Text section:

______________________________

At the risk of straining the analogy, the pizza might be tasty, and the box
might be attractive and functional, but if a pizza delivery guy showed up at
your door unexpected and unannounced, would you just pay him, or would you be
more likely to say, "I didn't order this."

------
morganf
So here's what "they" don't tell you: building a successful startup -- even by
moderate definitions of "successful," such as, "reaching a point that lets you
only work 4 hours/week" \-- is what economists call a "superstar economy."
Kinda like being a musician or a basketball player: 99.99% of the starving
artists or guys in the neighborhood playing hoops make $0.00 from it, but one-
in-a-million make a killing. There's a small "middle class" in the ecosystem
(people who don't strike the goldmind but do just fine) but, for all practical
purposes, it's really, really tiny, too.

______________________________

Data lines:
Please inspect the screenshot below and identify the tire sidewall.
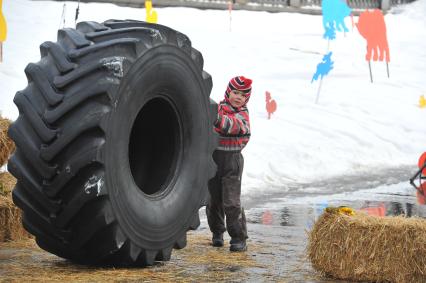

______________________________

Written problem 1: List every word or phrase that the startup discussion places inside double quotation marks.
Written problem 2: Pick up the startup discussion after its final sentence and extend it.

Reply 1:
- I didn't order this.
- they
- successful
- reaching a point that lets you only work 4 hours/week
- superstar economy
- middle class

Reply 2:
So, therefore: building your own app and putting it into the app store is
helluva lot like trying to make your garage band a big hit. You must remember
these three things to start your own band (or your own startup):

1.) Expect your band will never make a dollar. (Similarly, expect the startup
to never make a dollar.)

2.) You must love creating music and feel such a deep calling to create that
music, that you will obsessively create that music with the band, even
remember #1, that your band will never make a dollar. (Yup, you must be so
obsessed with your company's mission and vision that you'll do it even
expecting it to fail.)

3.) You must be emotionally ready to play the lottery. If you're not
emotionally ready for the lottery, stay home.

4.) Similarly, you must instinctively feel like you are blessed by Fortuna,
because luck needs to be on your side not just tonight but for the whole
journey.

5.) It's a f---load of hardwork to get people to notice what you do, and to
get them excited about it. Are you prepared for that overwhelming, intense,
nonstop amount of hardwork?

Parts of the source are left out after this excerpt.